## PASSAGE TO READ

____________________

Queen Anne’s War, which began in 1701, but functioned, in many ways, as the North American Front of the War of Spanish Succession, included battles all along the Atlantic seashore. A vital theater for the future of methodism was the conflict between the English Carolinas and Spanish Florida. In 1704, the English destroyed the Spanish mission system on the coast of what is now Georgia. The Yameee War of 1715 then depopulated the indigenous peoples of Florida, paving the way for James Oglethorpe to found the Georgia Colony, and recruit John and Charles Wesley as Priests in 1735. Georgia was chartered as a colony for the worthy poor of England, which helps us get to the issue of class relationships in 1703.
E.P. Thompson, the radical English historian who was raised Methodist, begins his magisterial The Making of the English Working Class in 1792. A working class as Thompson and others in the twentieth century would understand it, did not exist. In part because there were no companies or factories large enough to demand the class, but this was changing drastically during this period. As Christopher Hill writes, “the number of joint stock companies…increased from eleven to about a hundred, between 1689 and 1695, almost entirely in the sphere of home production.”11 The market, as well, became more free as cloth duties on exports were eliminated in 1700. By 1714, as Hill writes, “there are examples of sail-cloth makers employing up to 600 persons, a saltmaker employing 1,000, silk manufacturer with up to 700. But there is little evidence that working conditions improved.12 There were also early vestiges of trade unions and union activity that we would recognize, as in a group of feltmakers in London who went on strike to increase wages.

____________________

## DATA EXCERPT
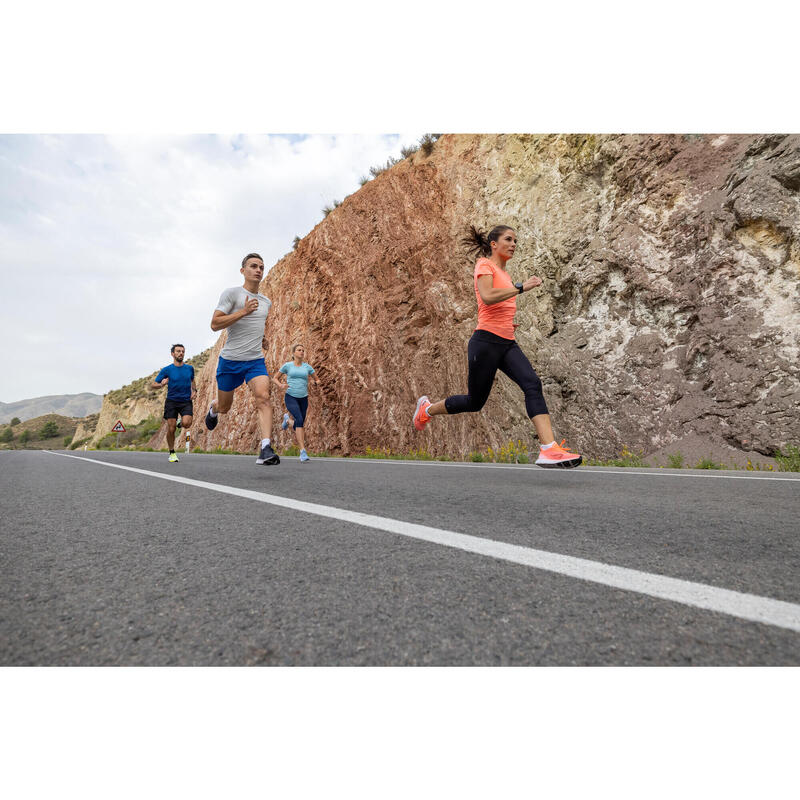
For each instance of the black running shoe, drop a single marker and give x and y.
(268, 456)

____________________

## CHALLENGES
(1) Answer the following from the passage:
(a) In what year did the English destroy the Spanish mission system on the coast of what is now Georgia?
(b) When were cloth duties on exports eliminated?
(c) Between 1689 and 1695, how did the number of joint stock companies change?
(2) Write out the passage word for word, from "Queen Anne’s War, which" to "relationships in 1703.".
The listing bears no relation to the passage.

## WRITTEN ANSWERS
(1)
(a) 1704
(b) 1700
(c) It increased from eleven to about a hundred.

(2)
Queen Anne’s War, which began in 1701, but functioned, in many ways, as the North American Front of the War of Spanish Succession, included battles all along the Atlantic seashore. A vital theater for the future of methodism was the conflict between the English Carolinas and Spanish Florida. In 1704, the English destroyed the Spanish mission system on the coast of what is now Georgia. The Yameee War of 1715 then depopulated the indigenous peoples of Florida, paving the way for James Oglethorpe to found the Georgia Colony, and recruit John and Charles Wesley as Priests in 1735. Georgia was chartered as a colony for the worthy poor of England, which helps us get to the issue of class relationships in 1703.